文・写真/市川美奈子(海外書き人クラブ/台湾在住ライター)

四方を海に囲まれた台湾には、35基の灯台がある。「観光灯台」として一般開放されているのは、そのうちの22基。

台湾南部最大の都市「高雄(たかお)市」に位置し、高雄の発展の歴史を100年以上にわたって見守ってきた「高雄灯台」もそのひとつだ。

歴史のある高雄灯台。

1883 年に建てられた高雄灯台は、高雄市旗津(きしん)区旗後(きご)山の頂上にあることから「旗津灯台」「旗後灯台」ともいわれている。

この灯台は、八角形の構造をもつ台湾で唯一の灯台でもある。高さは15.2メートルと決して高くはないものの、白の本体と黒の装飾の凛とした佇まいが美しい。

旗津は高雄市街地の西側に細長く延びている半島で、高雄市の中心部にある「鼓山(こざん)」からフェリーで行くことができる。鼓山からはわずか10分ほどで旗津に到着。170人乗りのフェリーは観光目的だけではなく人々の生活の足としても重宝されており、朝5時から深夜2時まで、多いときには6分間隔で運航されている。非常に便利だ。
__________________________________________________
▸ **課題の内容**:
[1] 高雄灯台についての本文から、「旗津は高雄市街地の西側に細長」から「航されている。非常に便利だ。」までの部分をそのまま書き写してください。
[2] 高雄灯台についての本文にある「この灯台は、八角形の構造をもつ台湾で唯一の灯台でもある。」という一文を英語に訳してください。
以下の資料は高雄灯台についての本文とは独立したものです。

▸ **保存資料**:
__________________________________________________
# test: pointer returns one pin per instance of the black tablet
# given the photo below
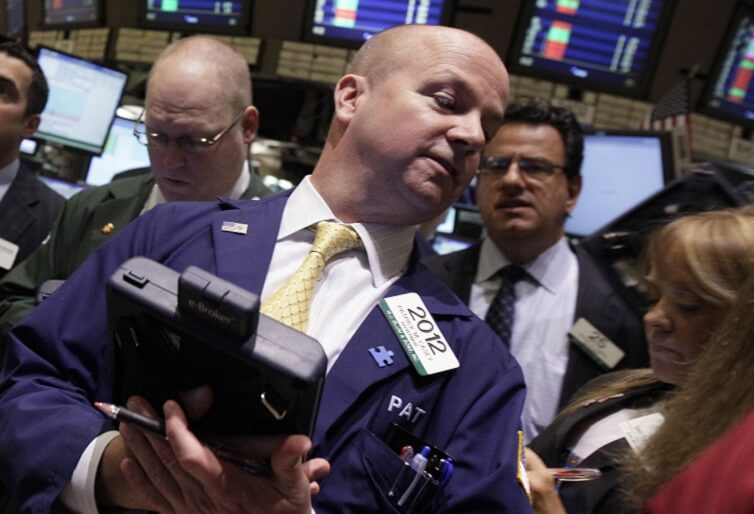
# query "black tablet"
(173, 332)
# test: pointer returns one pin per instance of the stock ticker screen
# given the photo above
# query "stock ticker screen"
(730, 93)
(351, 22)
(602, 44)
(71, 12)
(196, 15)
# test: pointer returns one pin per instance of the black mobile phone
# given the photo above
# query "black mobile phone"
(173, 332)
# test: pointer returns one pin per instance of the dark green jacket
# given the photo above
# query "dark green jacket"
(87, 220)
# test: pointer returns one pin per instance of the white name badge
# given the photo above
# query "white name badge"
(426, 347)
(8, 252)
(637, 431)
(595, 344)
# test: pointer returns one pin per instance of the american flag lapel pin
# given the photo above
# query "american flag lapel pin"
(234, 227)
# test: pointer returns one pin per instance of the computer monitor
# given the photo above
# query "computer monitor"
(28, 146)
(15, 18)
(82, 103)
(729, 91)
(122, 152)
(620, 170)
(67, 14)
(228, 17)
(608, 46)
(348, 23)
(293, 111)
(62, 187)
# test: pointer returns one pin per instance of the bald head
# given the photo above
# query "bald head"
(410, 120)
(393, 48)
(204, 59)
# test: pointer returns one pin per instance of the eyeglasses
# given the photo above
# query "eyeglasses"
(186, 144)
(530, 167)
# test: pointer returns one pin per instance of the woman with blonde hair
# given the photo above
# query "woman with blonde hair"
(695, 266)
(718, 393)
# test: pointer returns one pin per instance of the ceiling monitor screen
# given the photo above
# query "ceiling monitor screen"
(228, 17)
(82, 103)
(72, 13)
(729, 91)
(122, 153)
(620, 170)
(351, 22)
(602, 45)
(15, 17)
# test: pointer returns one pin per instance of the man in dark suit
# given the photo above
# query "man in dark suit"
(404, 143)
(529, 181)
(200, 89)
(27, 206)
__________________________________________________
▸ **解答例**:
[1]
旗津は高雄市街地の西側に細長く延びている半島で、高雄市の中心部にある「鼓山(こざん)」からフェリーで行くことができる。鼓山からはわずか10分ほどで旗津に到着。170人乗りのフェリーは観光目的だけではなく人々の生活の足としても重宝されており、朝5時から深夜2時まで、多いときには6分間隔で運航されている。非常に便利だ。

[2] This lighthouse is also the only lighthouse in Taiwan with an octagonal structure.